(Directions)
Pick out and copy every line of the items below that contains the word "green". Case counts, so match it only where the capitalization is the same.

◆ ◆ ◆ ◆

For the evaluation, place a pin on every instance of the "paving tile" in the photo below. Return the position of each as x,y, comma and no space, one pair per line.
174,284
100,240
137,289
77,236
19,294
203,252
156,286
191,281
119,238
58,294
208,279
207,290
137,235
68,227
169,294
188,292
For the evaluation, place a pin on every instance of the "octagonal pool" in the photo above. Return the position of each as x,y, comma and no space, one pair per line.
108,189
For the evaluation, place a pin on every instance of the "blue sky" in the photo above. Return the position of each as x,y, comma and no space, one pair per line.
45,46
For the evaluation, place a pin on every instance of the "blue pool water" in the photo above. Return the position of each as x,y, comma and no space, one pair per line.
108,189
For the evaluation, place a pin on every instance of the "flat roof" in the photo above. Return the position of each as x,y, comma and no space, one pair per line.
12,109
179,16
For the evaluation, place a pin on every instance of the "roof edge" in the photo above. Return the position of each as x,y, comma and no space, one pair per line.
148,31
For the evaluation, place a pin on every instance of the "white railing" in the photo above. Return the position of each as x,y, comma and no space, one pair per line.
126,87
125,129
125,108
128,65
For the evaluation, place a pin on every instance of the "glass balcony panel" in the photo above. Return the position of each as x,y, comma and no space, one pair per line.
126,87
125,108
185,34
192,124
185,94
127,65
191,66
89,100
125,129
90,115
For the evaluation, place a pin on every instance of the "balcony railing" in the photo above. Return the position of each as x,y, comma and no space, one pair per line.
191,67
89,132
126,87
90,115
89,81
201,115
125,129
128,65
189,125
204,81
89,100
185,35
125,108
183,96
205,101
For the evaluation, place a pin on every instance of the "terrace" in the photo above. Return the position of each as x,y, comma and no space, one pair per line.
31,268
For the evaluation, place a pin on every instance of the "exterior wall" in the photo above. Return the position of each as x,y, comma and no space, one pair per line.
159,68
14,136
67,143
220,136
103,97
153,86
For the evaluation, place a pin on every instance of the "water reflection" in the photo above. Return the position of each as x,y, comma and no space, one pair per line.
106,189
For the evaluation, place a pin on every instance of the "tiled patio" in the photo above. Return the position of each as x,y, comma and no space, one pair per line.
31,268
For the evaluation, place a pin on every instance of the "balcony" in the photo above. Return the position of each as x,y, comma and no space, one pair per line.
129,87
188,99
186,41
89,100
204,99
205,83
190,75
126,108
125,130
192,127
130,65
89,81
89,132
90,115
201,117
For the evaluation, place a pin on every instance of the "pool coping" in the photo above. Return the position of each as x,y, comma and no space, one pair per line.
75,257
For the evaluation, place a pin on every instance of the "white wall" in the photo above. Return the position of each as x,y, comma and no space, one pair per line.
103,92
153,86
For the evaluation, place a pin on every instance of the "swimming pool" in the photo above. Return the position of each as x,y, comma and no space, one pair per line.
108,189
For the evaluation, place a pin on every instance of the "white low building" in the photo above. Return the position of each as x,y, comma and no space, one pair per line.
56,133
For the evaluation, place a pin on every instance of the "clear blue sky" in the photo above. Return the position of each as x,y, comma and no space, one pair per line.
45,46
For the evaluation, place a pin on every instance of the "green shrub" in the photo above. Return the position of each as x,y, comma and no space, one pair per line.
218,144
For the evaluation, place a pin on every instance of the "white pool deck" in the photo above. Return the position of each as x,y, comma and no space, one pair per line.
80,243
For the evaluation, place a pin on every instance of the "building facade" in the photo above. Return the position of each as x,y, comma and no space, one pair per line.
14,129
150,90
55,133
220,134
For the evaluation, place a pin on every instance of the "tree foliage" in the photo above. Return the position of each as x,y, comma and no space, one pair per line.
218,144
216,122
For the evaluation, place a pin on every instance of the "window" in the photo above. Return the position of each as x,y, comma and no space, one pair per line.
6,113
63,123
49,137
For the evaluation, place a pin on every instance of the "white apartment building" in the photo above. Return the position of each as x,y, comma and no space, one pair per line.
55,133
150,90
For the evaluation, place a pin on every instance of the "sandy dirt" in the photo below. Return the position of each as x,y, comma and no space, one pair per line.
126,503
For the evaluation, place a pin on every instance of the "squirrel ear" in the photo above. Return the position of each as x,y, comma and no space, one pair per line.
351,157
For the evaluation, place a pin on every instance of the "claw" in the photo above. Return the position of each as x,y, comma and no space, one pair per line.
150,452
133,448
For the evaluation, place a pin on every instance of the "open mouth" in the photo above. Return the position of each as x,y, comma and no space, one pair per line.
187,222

◆ ◆ ◆ ◆

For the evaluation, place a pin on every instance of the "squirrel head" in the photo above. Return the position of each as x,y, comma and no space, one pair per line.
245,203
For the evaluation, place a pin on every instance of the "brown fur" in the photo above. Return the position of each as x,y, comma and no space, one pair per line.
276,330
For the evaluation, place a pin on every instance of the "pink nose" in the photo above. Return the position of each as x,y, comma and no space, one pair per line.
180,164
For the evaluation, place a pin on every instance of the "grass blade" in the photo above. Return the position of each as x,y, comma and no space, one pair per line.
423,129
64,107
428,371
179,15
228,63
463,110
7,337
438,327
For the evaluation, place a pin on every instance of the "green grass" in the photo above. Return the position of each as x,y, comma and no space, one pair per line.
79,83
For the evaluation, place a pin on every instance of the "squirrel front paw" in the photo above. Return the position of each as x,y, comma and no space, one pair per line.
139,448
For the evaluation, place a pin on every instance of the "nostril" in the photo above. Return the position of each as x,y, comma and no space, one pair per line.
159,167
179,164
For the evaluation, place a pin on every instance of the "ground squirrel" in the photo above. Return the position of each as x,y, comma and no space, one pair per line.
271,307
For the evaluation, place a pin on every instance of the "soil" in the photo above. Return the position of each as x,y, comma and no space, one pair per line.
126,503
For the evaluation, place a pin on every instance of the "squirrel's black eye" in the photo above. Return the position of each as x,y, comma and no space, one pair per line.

◆ ◆ ◆ ◆

(Exercise answer)
For the evaluation, place a pin on every instance of the "green shrub" in the photo above. Return the position of each as x,y, comma and no space, one pair per line.
For the evaluation, place a pin on every instance of the "green grass" in the photo above. Return the position of each as x,y, comma and no space, one pair per line.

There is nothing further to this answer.